▶ **DOEL OEFENING**
Zet alle records hieronder om in een genummerde lijst en sla daarbij de lege regels over. Laat de afbeeldingen weg uit het antwoord.

(Detectievoorbeelden)
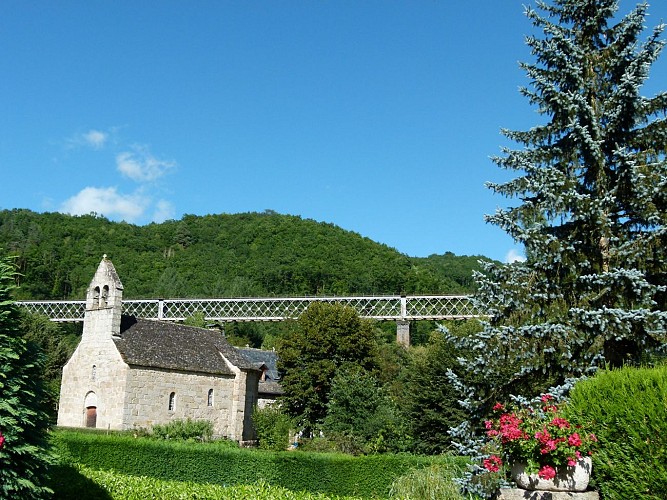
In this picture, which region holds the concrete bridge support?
[396,320,410,347]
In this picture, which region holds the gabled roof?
[238,347,280,381]
[112,316,257,375]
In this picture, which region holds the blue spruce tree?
[457,0,667,428]
[450,0,667,493]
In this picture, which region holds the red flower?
[537,465,556,479]
[484,455,503,472]
[567,432,581,446]
[551,417,570,429]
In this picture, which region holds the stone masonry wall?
[123,367,240,440]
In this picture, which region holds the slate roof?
[112,315,257,375]
[239,347,283,396]
[239,347,280,381]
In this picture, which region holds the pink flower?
[537,465,556,479]
[551,417,570,429]
[567,432,581,446]
[483,455,503,472]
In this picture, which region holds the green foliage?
[448,0,667,417]
[0,209,479,299]
[52,429,460,498]
[568,365,667,500]
[20,309,81,423]
[152,417,213,441]
[403,326,470,454]
[53,466,356,500]
[0,258,49,499]
[276,302,377,435]
[252,404,294,451]
[389,460,464,500]
[322,369,411,454]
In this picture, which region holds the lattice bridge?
[18,295,483,322]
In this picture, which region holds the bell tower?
[82,254,123,340]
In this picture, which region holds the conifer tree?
[0,258,52,499]
[460,0,667,410]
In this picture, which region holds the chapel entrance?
[86,406,97,427]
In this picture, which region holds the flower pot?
[512,457,593,491]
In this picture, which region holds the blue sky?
[0,0,667,260]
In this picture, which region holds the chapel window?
[93,286,100,308]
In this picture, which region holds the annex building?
[58,255,266,442]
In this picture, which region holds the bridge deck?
[18,295,482,322]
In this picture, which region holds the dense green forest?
[0,209,490,300]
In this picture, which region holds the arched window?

▶ **OPLOSSING**
1. In this picture, which region holds the concrete bridge support?
2. [396,320,410,347]
3. In this picture, which region holds the gabled roof?
4. [238,347,280,381]
5. [112,316,257,375]
6. In this picture, which region holds the blue spruce tree?
7. [457,0,667,428]
8. [450,0,667,493]
9. In this picture, which region holds the red flower?
10. [537,465,556,479]
11. [484,455,503,472]
12. [567,432,581,446]
13. [551,417,570,429]
14. In this picture, which region holds the stone masonry wall?
15. [123,367,240,440]
16. In this picture, which region holds the slate roof?
17. [112,315,257,375]
18. [239,347,283,396]
19. [239,347,280,381]
20. In this picture, which region holds the pink flower?
21. [537,465,556,479]
22. [551,417,570,429]
23. [567,432,581,446]
24. [483,455,503,472]
25. In this picture, which region holds the green foliage?
26. [448,0,667,417]
27. [0,209,479,299]
28. [52,429,460,498]
29. [568,365,667,500]
30. [20,309,81,423]
31. [152,417,213,441]
32. [403,326,470,454]
33. [53,466,356,500]
34. [0,258,49,499]
35. [276,302,377,435]
36. [252,404,294,451]
37. [389,460,464,500]
38. [322,369,411,454]
39. In this picture, which region holds the lattice bridge?
40. [18,295,483,322]
41. In this picture, which region holds the bell tower?
42. [82,254,123,340]
43. In this picture, which region holds the conifer tree?
44. [0,258,52,499]
45. [460,0,667,410]
46. In this picture, which region holds the chapel entrance?
47. [86,406,97,427]
48. In this picture, which region holds the flower pot?
49. [512,457,593,491]
50. In this picture, which region holds the blue sky?
51. [0,0,667,260]
52. In this picture, which region holds the chapel window?
53. [93,286,100,308]
54. In this picture, which region holds the annex building?
55. [58,255,266,442]
56. In this picture, which region holds the bridge deck?
57. [18,295,482,322]
58. In this picture, which region holds the dense green forest?
59. [0,209,490,300]
60. In this picture, which region holds the arched window?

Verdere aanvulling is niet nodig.